» What is being asked: Set down all of the data again, character for character.

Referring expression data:
/---

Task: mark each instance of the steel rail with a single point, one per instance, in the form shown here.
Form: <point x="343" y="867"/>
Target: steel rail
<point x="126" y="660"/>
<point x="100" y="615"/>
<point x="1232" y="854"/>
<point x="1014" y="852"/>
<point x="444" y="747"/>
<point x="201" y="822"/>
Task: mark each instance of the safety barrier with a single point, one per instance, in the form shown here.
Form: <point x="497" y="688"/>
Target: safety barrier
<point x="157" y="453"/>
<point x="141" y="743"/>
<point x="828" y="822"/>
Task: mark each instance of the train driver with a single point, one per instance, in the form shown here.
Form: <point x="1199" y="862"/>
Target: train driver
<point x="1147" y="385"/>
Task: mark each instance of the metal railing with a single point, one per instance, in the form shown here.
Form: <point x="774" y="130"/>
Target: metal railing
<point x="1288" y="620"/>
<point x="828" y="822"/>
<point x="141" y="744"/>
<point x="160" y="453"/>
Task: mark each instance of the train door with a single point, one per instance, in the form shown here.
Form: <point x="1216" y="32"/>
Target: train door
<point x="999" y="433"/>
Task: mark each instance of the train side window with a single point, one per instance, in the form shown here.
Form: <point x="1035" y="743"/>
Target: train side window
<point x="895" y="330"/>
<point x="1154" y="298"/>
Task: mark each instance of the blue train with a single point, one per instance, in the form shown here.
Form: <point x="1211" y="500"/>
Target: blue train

\---

» Completed exercise:
Task: mark each instance of the steel rail with a single point, one per instance, in the form shown here.
Form: <point x="343" y="867"/>
Target: steel rail
<point x="126" y="660"/>
<point x="100" y="615"/>
<point x="1232" y="854"/>
<point x="1014" y="852"/>
<point x="444" y="747"/>
<point x="201" y="822"/>
Task: mark each instance of the safety barrier with a single point, one per instance, in the form shown here.
Form: <point x="497" y="688"/>
Target: safety barrier
<point x="157" y="453"/>
<point x="141" y="743"/>
<point x="828" y="822"/>
Task: mark each instance of the train driver with a single point, one per instance, in the form shown here.
Form: <point x="1199" y="862"/>
Target: train driver
<point x="1147" y="385"/>
Task: mark each instance of the metal railing with a single point, one per instance, in the form shown here.
Form: <point x="774" y="130"/>
Target: metal railing
<point x="1288" y="620"/>
<point x="828" y="822"/>
<point x="141" y="744"/>
<point x="160" y="453"/>
Task: mark each instance of the train door with a single point, one per instance, in the form shown here.
Form: <point x="1216" y="32"/>
Target: train door
<point x="999" y="433"/>
Task: mark each instance of the train side window with a single point, one per instance, in the form shown here.
Form: <point x="1035" y="743"/>
Target: train side window
<point x="895" y="330"/>
<point x="1154" y="298"/>
Task: mark each instance of the blue train with a single point, one per instance, in the form shown here.
Form: <point x="1211" y="500"/>
Target: blue train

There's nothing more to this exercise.